[Rows from a pointing dataset]

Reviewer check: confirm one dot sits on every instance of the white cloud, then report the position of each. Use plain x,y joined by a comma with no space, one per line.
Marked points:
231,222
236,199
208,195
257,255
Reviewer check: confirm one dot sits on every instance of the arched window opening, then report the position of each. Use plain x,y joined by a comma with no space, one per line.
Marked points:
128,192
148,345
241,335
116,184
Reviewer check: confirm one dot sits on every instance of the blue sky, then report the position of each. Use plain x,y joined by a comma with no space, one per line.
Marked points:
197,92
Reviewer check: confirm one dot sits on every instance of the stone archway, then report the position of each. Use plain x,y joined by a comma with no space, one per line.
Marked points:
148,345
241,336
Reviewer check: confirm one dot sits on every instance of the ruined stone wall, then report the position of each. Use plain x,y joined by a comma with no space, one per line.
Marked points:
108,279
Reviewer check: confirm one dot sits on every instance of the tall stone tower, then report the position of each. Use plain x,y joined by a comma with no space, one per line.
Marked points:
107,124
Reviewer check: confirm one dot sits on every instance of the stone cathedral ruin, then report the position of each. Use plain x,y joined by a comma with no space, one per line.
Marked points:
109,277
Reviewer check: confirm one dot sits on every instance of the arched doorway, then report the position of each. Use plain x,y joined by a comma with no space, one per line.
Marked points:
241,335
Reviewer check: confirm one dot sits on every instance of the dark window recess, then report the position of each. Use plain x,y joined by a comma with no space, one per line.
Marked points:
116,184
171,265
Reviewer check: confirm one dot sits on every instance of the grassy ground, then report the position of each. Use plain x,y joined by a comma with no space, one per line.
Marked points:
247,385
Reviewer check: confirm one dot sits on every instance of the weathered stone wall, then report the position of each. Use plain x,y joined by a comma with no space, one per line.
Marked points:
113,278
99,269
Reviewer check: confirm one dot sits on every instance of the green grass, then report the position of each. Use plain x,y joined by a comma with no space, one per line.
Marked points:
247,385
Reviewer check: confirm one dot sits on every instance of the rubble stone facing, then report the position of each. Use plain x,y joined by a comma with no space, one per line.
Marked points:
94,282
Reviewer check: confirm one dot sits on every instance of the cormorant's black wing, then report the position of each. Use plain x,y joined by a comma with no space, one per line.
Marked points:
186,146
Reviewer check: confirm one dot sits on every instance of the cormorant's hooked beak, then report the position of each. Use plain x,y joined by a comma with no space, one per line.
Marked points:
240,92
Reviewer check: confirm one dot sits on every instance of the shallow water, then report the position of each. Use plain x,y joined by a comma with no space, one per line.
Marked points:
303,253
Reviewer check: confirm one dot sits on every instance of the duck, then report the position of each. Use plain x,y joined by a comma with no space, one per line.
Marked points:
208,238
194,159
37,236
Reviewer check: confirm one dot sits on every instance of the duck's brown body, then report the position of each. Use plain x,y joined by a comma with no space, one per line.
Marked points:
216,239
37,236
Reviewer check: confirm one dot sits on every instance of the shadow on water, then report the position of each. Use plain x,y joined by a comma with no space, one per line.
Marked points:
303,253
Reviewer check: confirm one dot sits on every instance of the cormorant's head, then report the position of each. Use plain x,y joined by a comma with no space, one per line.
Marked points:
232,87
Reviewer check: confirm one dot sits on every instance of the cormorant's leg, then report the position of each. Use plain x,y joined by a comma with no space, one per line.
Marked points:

■ **What to do**: Nothing in the listing may be changed; retype it all exactly.

■ **Result for this exercise**:
Reviewer check: confirm one dot sits on every instance of the white cloud, then report the position of each. Use plain x,y joined by a comma with no space, one per line.
Marked points:
231,222
236,199
208,195
257,255
Reviewer check: confirm one dot sits on every instance of the arched window opening, then report the position of each. Use plain x,y joined by a comma with no space, one per line.
Marked points:
128,192
148,345
241,335
116,184
Reviewer check: confirm one dot sits on every instance of the blue sky, then report the position of each. Use plain x,y joined by a comma with no space, one per line.
Marked points:
197,92
Reviewer check: confirm one dot sits on every instance of the stone archway, then report the position of each. Use plain x,y joined by a comma with no space, one per line.
Marked points:
148,345
241,336
Reviewer check: confirm one dot sits on every instance of the ruined stone wall, then report the position of each. Use plain x,y joined by a comma with no space, one per line.
Marked points:
108,279
Reviewer check: confirm one dot sits on every instance of the tall stone tower, then report the position of each. Use plain x,y joined by a comma with no space, one per line.
Marked points:
107,124
Reviewer check: confirm one dot sits on every instance of the stone cathedral ruin, then report the position of each. Use plain x,y joined by a comma with no space, one per line.
Marked points:
109,277
Reviewer check: confirm one dot sits on every instance of the arched doorway, then report the position of each. Use plain x,y joined by a comma with no space, one per line.
Marked points:
241,335
Reviewer check: confirm one dot sits on every instance of the dark window recess, then report the position of each. Use plain x,y joined by a comma with no space, one per line.
Marked points:
116,184
171,265
Reviewer check: confirm one dot sits on every instance of the grassy ground, then report the position of each. Use plain x,y joined by a comma with no space, one per line.
Marked points:
247,385
Reviewer check: confirm one dot sits on every instance of the weathered stone wall, then report the position of each. Use plain x,y joined by a comma with no space, one per line.
Marked points:
113,278
99,269
Reviewer check: confirm one dot sits on every instance of the green grass, then report the position of each. Use plain x,y joined by a comma with no space, one per line.
Marked points:
247,385
Reviewer check: confirm one dot sits on every instance of the rubble stone facing, then report the position of each. Use plain x,y joined by a comma with no space, one per line.
Marked points:
94,282
Reviewer check: confirm one dot sits on every instance of the cormorant's black wing, then report the position of each. Use plain x,y joined by a comma with no space, one per line.
Marked points:
186,146
Reviewer check: confirm one dot sits on every instance of the cormorant's hooked beak, then report the position of each. Use plain x,y joined by a comma with no space, one per line.
Marked points:
240,92
Reviewer check: confirm one dot sits on every instance of the shallow water, then report the position of each. Use plain x,y joined by a comma with no space, one per line.
Marked points:
303,253
Reviewer check: confirm one dot sits on every instance of the duck, then report the position of each. Use plain x,y joined by a comma with no space, one per line.
Marked points:
208,238
194,159
37,236
Reviewer check: confirm one dot sits on every instance of the duck's brown body, then report the position of each. Use plain x,y joined by a comma with no space, one per line.
Marked points:
216,239
37,236
Reviewer check: confirm one dot sits on every instance of the shadow on water, then report the position of each. Use plain x,y joined by a comma with no space, one per line.
Marked points:
303,253
Reviewer check: confirm one dot sits on every instance of the cormorant's head, then report the position of each. Use plain x,y joined by a comma with no space, one per line.
Marked points:
232,87
Reviewer check: confirm one dot sits on every instance of the cormorant's leg, then report the position of each. Use plain x,y joined by a comma with no space, one per line.
Marked points:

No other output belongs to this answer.